Direction: Please pick out each line of the items below that contains the word "base" and copy those lines.

══════════

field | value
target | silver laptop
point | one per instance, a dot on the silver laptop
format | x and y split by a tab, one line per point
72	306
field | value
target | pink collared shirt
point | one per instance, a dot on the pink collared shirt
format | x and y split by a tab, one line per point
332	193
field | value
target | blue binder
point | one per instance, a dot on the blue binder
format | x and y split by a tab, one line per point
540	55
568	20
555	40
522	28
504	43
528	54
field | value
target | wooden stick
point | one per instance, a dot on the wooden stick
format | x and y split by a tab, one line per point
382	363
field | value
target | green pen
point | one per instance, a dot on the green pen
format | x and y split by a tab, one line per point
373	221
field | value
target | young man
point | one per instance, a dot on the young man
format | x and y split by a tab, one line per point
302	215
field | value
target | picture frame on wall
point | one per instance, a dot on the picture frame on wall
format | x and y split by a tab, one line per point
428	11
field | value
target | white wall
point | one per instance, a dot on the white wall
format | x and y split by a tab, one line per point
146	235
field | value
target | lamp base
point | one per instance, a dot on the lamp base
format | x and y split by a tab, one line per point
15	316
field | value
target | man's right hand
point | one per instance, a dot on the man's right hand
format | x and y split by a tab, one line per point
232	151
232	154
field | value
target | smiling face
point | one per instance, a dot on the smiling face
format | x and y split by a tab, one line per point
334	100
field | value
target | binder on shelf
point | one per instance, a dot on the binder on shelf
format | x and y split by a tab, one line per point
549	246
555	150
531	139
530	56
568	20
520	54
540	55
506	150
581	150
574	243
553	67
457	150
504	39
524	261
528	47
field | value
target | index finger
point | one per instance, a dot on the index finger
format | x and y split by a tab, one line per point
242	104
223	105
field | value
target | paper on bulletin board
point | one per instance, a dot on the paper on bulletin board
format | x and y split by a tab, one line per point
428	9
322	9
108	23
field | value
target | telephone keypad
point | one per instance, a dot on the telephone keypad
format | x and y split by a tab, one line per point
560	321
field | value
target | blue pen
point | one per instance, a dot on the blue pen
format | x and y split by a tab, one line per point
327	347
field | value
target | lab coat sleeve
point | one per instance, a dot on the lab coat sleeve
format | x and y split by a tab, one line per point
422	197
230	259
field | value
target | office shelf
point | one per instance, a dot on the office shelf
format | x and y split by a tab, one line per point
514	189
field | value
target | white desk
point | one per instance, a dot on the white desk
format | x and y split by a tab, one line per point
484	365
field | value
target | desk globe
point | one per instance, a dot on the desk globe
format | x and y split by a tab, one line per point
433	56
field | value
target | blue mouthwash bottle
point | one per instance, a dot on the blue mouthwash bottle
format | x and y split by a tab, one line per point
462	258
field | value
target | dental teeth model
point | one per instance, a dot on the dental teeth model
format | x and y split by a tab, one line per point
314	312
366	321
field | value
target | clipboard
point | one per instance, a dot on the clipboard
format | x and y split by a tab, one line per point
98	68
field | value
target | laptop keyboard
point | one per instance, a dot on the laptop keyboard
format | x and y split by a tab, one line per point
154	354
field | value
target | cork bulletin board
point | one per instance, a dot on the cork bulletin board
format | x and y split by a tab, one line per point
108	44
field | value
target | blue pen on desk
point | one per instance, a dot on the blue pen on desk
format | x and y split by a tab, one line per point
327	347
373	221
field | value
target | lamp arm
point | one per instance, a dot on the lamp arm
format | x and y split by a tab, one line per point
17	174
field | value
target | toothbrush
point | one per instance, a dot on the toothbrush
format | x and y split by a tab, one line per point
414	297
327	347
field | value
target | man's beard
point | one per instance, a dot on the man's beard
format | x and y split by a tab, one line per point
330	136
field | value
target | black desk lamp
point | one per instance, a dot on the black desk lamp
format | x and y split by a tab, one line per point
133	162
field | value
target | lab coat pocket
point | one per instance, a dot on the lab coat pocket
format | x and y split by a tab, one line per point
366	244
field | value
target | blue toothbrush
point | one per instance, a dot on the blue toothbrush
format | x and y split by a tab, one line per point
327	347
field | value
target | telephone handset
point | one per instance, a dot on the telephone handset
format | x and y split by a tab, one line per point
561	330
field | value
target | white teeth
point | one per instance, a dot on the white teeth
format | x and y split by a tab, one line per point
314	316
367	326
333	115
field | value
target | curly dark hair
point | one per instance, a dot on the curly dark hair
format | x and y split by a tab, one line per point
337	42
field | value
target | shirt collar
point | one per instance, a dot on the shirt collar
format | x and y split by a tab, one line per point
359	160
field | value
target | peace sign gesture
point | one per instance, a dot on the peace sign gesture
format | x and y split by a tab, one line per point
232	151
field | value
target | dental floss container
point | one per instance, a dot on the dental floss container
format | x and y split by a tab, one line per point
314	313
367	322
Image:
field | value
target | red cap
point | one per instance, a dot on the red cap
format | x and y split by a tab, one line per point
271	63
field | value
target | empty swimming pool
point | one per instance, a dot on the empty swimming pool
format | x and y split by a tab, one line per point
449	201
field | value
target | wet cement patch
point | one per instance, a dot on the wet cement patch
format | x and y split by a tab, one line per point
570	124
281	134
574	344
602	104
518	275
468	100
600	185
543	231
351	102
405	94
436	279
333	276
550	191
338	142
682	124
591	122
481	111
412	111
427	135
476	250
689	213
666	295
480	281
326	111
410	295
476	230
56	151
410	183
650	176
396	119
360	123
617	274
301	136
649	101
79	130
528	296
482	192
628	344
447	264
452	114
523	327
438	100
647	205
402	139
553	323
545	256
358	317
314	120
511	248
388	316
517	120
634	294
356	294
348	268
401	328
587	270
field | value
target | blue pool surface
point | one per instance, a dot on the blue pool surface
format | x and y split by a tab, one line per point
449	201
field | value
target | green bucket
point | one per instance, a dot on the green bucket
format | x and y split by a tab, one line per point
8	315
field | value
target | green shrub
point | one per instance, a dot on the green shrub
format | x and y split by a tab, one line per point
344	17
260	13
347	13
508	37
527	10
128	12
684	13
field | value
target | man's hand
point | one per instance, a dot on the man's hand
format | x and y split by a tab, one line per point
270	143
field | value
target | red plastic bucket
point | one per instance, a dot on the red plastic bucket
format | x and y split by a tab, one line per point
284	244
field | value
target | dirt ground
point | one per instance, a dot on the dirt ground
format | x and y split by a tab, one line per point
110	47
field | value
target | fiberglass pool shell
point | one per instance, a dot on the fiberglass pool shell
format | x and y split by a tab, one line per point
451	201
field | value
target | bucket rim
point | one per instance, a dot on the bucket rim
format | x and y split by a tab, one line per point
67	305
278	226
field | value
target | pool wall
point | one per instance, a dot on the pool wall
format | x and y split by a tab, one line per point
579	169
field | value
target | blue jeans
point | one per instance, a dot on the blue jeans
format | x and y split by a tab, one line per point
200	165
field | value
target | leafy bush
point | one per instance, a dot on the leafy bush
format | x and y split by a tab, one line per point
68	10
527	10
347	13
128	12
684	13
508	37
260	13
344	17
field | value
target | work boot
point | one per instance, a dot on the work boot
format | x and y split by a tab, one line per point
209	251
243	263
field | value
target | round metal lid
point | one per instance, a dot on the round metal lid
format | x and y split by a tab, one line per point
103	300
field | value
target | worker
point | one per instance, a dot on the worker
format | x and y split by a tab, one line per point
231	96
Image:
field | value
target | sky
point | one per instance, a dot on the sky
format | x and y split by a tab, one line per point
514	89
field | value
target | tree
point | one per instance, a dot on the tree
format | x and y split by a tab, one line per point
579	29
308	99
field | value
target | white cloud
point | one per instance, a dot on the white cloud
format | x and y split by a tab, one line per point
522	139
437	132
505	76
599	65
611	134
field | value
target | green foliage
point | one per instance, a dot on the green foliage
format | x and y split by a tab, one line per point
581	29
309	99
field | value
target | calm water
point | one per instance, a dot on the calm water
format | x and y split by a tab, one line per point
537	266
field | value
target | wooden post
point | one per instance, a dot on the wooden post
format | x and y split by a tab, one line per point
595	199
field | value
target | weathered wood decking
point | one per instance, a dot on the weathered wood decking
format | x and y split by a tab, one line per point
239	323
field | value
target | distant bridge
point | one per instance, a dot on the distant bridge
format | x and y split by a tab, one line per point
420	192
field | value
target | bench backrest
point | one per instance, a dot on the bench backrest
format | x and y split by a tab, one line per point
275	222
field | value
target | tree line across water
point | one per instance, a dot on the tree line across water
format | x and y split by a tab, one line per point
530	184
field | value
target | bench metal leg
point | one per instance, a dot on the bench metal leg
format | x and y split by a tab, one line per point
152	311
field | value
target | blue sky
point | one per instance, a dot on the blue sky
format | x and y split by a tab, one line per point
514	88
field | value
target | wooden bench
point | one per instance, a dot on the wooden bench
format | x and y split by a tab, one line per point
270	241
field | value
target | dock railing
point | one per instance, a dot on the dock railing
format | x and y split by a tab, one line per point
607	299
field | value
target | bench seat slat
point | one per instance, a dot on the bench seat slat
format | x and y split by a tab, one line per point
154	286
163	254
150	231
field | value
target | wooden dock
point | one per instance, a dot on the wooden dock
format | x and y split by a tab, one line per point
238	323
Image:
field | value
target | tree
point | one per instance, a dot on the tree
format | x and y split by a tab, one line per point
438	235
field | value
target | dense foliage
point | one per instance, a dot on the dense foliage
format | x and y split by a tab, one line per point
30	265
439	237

══════════

Response to the exercise:
target | lamp base
point | one per instance, a dot on the lamp base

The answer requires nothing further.